--- start Text excerpt ---

# Right to be concerned?



## TRy (Sep 14, 2011)

There is a woman that would not think to post to a forum, so I am doing it for her to see your response. She has a long term boyfriend (BF) and they are heading in the direction of marriage soon. Recently this woman got an alarming phone call from a coworker of her BF that warned her that another woman at the office was interested in her BF, and that the BF and her were just caught hugging. The caller told her that making this call may cause the caller trouble, but she felt compelled to tell her anyways since the caller thought that she had a right to know. Up until the call, the woman had no indication of the hugging incident from her BF or that there was another woman pursuing him. When she went to the BF about the call, he dismissed the caller as being a busybody, and said that the coworker other woman had felt foolish making a play for him, and the BF gave her an innocent hug to make her feel better. The BF told her that she needed to immediately trust him about this, and turned it around on her to tell her that the real issue was that she was jealous and insecure, and that he did not want to live that way. Her BF also let her know that if she continued to question him on this, that this could be the end of their relationship. In order to allow them to move on toward marriage, should she put this matter to the side and move on with the marriage?


----------



## Kamstel (Apr 25, 2018)

Oh dear God!!! The red flags are all over the place!!!

Forget about the hugging, focus on his reaction and his ultimatum!!! Is this the type of man she wants to be married to?

She needs to be strong and stand up to the BF!


----------



## Kamstel (Apr 25, 2018)

What would the BF’s reaction be if roles were reversed and she was caught hugging some guy at work that had a crush on her?


This guy is a danger to any future happy marriage he is part of!


My advice is, and I’m sorry to say this, but to have her talk to the boyfriend and tell him that the wedding is postponed until she decides differently 

This just might get him to understand just how serious this issue of boundaries in the workplace and fidelity are

You are obviously a good friend. You need to continue to help her


----------



## Spoons027 (Jun 19, 2017)

So many red flags. What sealed it was him turning it back on her and the ultimatum. I second her postponing the marriage until he learns that this is not something in his control and how to exercise good boundaries.


----------



## Marc878 (Aug 26, 2015)

It may or may not be something but.....


----------



## ABHale (Jan 3, 2016)

So he is willing to just give up on the relationship?

Why hasn’t she sent him packing yet. Because he doesn’t love this girl. Who in the world tells someone this they are in love with.

--- end Text excerpt ---
--- start Supplied entries ---

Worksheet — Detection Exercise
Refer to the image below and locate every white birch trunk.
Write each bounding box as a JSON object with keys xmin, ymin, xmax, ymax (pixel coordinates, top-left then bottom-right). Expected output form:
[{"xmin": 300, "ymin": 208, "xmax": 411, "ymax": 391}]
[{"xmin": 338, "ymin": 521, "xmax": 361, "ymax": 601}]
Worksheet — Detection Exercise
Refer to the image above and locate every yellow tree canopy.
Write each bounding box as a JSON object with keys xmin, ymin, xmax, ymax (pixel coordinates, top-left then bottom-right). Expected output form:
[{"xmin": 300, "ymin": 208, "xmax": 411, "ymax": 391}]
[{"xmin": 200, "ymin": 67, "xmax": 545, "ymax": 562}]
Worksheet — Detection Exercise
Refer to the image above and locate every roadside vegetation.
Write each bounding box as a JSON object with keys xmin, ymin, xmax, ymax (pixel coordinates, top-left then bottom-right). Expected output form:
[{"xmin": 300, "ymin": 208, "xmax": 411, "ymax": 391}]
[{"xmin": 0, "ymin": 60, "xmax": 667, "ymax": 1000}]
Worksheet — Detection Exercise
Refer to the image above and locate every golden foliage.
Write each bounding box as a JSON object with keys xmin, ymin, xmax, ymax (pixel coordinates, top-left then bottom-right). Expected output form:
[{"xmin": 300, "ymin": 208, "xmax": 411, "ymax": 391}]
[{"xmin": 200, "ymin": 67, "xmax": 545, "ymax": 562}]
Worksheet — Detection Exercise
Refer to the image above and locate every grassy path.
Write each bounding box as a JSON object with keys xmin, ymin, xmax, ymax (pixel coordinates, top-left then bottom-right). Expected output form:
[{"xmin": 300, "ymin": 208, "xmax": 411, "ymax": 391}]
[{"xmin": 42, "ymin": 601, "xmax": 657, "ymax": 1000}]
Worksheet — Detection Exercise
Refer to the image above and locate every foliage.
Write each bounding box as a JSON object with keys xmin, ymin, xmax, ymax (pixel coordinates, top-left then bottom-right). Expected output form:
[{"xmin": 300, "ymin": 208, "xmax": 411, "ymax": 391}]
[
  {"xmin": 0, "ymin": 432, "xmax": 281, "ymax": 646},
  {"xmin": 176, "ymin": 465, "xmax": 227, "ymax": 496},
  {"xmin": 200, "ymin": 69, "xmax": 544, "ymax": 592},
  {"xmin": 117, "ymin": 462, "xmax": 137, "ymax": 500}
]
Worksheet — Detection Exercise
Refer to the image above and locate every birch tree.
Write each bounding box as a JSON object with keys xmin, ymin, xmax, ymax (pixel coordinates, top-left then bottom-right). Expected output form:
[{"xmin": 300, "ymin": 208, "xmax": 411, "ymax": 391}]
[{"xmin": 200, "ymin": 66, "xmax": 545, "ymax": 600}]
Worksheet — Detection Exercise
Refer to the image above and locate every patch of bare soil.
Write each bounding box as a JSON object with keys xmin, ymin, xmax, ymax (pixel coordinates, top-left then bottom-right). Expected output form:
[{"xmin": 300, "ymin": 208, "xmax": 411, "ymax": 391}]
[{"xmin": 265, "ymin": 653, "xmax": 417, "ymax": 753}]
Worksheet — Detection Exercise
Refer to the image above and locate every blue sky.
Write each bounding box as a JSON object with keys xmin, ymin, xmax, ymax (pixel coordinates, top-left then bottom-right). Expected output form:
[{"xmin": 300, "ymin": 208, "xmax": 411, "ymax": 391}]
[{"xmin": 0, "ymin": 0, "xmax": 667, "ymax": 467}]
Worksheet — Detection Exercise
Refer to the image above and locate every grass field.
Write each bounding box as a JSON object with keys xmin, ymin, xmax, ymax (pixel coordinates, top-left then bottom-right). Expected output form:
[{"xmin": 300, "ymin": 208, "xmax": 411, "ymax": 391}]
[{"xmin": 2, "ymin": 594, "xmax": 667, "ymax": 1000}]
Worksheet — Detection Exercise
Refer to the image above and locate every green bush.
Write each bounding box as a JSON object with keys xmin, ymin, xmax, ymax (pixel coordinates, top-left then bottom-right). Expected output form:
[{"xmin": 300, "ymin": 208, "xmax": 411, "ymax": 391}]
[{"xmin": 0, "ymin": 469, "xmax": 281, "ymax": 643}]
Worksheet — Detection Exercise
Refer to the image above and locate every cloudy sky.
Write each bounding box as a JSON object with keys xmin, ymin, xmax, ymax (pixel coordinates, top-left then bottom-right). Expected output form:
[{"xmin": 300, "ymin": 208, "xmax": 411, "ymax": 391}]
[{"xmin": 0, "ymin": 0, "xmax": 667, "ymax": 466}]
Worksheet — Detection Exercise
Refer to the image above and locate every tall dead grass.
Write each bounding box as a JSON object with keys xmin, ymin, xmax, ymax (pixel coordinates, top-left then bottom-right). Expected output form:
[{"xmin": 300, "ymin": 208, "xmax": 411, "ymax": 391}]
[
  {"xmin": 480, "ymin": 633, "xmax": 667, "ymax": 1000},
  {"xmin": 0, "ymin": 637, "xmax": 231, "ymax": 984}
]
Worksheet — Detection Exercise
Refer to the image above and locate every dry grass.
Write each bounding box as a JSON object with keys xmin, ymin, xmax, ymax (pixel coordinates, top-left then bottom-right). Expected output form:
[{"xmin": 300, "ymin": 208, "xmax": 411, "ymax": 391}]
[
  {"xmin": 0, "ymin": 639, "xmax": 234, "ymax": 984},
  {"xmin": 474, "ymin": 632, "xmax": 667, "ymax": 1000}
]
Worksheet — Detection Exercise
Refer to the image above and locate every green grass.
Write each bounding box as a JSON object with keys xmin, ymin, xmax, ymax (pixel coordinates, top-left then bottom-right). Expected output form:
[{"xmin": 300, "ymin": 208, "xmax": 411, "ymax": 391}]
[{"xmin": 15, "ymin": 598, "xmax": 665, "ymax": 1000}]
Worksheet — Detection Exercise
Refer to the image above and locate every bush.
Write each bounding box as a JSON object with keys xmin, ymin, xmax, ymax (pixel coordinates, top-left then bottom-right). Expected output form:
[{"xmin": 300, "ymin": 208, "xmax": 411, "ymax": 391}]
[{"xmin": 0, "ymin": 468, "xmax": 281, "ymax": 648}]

--- end Supplied entries ---

Work to do:
1. Please translate this sentence from the forum thread into Spanish: "Is this the type of man she wants to be married to?"
2. State how many lines of the entries contain the string "tree". Give only the number.
The forum thread and the entries are unrelated material.

Task-by-task answers:
1. ¿Es este el tipo de hombre con el que ella quiere casarse?

2. 2